- _REQUIRED WORK_
Rewrite all of the lines below, requests included, scaling every point coordinate in the answers by 2.35 and rounding each to a whole number, halves rounded up.

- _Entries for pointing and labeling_

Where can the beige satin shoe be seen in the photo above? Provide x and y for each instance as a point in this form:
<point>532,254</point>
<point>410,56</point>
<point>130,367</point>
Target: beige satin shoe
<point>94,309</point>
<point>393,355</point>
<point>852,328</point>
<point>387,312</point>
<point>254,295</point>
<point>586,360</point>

- _FINAL RESULT_
Where can the beige satin shoe be seen in the photo above? Provide x and y for each instance as a point in this form:
<point>532,254</point>
<point>410,56</point>
<point>130,367</point>
Target: beige satin shoe
<point>221,726</point>
<point>924,834</point>
<point>2002,771</point>
<point>909,733</point>
<point>597,693</point>
<point>1377,846</point>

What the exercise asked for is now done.